TASK REQUIREMENTS:
**a.** Please reproduce the passage from the freight forwarding article, starting with "At the same" and going on through "workers are affected.".
**b.** Decide whether each statement agrees with the freight forwarding article: (i) The closure notice says employees will, for now, receive only half of their November salary. (ii) The freight forwarder will stop operating on February 1, 2024. (iii) One seller's category traffic fell 20 days later this year than last year. For each, answer yes or no and quote the deciding words from the article.

SUPPLIED TEXT:
****

Tomorrow we will enter 2024. The new year represents a new beginning for many people, but it means an end for some companies. Not long ago, a logistics company issued an announcement stating that the company will cease operations on January 1, 2024.
2023 is an extremely difficult year for cross-border e-commerce sellers, and logistics companies in the same ecological chain are also having a hard time. The cross-border logistics circle seems to be surrounded by these two things: "closing business" and "paying money to redeem goods", and the closer it is to the end of the year, the more such things there are.
We will be closed tomorrow. Another freight forwarder can't hold on any longer.
A few days ago, a seller said that when he opened his account early in the morning, Amazon orders were cut in half. Last year, the traffic in his category did not drop until mid-January, but this year it dropped 20 days earlier. 2023 is very difficult for cross-border e-commerce sellers. Orders were calm in the first nine months, and the peak season in the fourth quarter was not prosperous. The only hope of most sellers is to "stay alive."
The closely related logistics industry has also entered a cold winter, with continuous explosions and freight forwarding companies either closing down or running away. During the recent peak season promotion, a seller once lamented: "Our performance this year is average. Now it's not easy for anyone, and freight forwarders are even more competitive. A freight forwarder I know had 100 employees last year, but it was closed this year."
Previously, sellers said their expectation for 2023 was to "stay alive", and so did freight forwarders, but some companies still failed to realize this wish.
Near the end of the year, a freight forwarder issued a notice of closure.
The freight forwarder stated in the notice that it was unable to operate normally due to the economic downturn and the particularity of the industry. After efforts from all parties, it was still unable to change the predicament in the short term. After careful consideration, it decided to cease operations from January 1, 2024.
At the same time, the freight forwarder said that employees need to go home and wait for notice, and only 50% of the November salary can be paid temporarily, and the remaining part will be notified based on the company's payment situation. If employees go through the resignation procedures before January 1, they can get their wages settled.
The notice shows that the freight forwarding company has four subsidiaries, so it is conceivable that many workers are affected.

****

DATA ENTRIES:
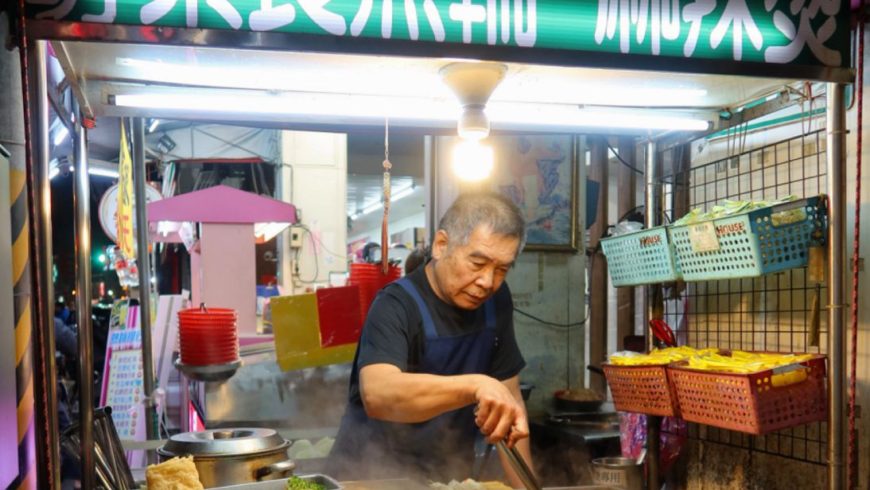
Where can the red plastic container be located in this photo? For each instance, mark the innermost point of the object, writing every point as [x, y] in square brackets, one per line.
[750, 402]
[207, 336]
[370, 280]
[642, 389]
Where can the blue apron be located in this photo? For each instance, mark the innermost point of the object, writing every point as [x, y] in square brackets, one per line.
[439, 449]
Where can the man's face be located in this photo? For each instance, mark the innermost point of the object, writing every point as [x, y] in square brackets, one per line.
[467, 275]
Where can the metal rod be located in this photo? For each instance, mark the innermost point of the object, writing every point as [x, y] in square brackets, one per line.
[836, 162]
[82, 198]
[142, 257]
[654, 310]
[519, 465]
[42, 253]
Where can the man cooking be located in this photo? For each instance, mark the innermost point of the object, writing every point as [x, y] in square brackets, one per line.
[437, 361]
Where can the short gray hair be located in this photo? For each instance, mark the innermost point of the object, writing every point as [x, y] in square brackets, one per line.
[489, 209]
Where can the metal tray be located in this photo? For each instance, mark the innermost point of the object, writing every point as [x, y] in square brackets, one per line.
[281, 484]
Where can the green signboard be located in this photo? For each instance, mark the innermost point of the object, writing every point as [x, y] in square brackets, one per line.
[803, 32]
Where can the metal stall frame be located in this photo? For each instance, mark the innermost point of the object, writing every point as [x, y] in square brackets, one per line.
[66, 30]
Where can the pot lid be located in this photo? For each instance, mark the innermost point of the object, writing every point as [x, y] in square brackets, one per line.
[224, 442]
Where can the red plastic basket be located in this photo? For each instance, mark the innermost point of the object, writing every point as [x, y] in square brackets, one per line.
[749, 402]
[370, 280]
[642, 389]
[207, 336]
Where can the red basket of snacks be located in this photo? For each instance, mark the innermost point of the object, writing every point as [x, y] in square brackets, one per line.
[755, 403]
[642, 389]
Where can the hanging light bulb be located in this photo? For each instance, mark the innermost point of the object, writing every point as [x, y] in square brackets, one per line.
[472, 161]
[473, 83]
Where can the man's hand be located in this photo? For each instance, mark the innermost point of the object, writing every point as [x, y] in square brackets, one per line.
[498, 414]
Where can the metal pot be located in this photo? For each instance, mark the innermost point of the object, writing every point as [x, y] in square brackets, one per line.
[232, 456]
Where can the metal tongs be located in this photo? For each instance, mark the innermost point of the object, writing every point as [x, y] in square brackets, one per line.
[519, 465]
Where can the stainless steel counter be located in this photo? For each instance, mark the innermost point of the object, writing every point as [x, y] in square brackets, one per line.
[303, 404]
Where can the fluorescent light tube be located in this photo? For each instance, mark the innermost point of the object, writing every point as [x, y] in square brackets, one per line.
[516, 115]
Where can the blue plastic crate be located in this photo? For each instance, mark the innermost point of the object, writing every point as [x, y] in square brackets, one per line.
[642, 257]
[750, 244]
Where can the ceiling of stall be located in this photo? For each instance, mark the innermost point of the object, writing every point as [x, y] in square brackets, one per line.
[104, 69]
[285, 71]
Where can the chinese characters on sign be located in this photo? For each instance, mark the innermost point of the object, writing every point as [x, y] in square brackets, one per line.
[810, 32]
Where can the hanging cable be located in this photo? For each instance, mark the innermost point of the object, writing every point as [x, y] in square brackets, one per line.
[385, 239]
[852, 456]
[547, 323]
[632, 167]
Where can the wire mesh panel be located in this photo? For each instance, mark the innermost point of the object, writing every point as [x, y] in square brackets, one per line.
[767, 313]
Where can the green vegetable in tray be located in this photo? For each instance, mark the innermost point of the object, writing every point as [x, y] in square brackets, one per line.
[296, 483]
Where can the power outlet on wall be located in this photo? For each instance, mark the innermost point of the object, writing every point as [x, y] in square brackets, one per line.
[296, 234]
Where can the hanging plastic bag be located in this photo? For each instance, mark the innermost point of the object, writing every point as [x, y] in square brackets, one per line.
[632, 438]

****

SOLUTIONS TO EACH TASK:
**a.**
At the same time, the freight forwarder said that employees need to go home and wait for notice, and only 50% of the November salary can be paid temporarily, and the remaining part will be notified based on the company's payment situation. If employees go through the resignation procedures before January 1, they can get their wages settled.
The notice shows that the freight forwarding company has four subsidiaries, so it is conceivable that many workers are affected.

**b.**
(i) Yes: "only 50% of the November salary can be paid temporarily"
(ii) No: "it decided to cease operations from January 1, 2024"
(iii) No: "this year it dropped 20 days earlier"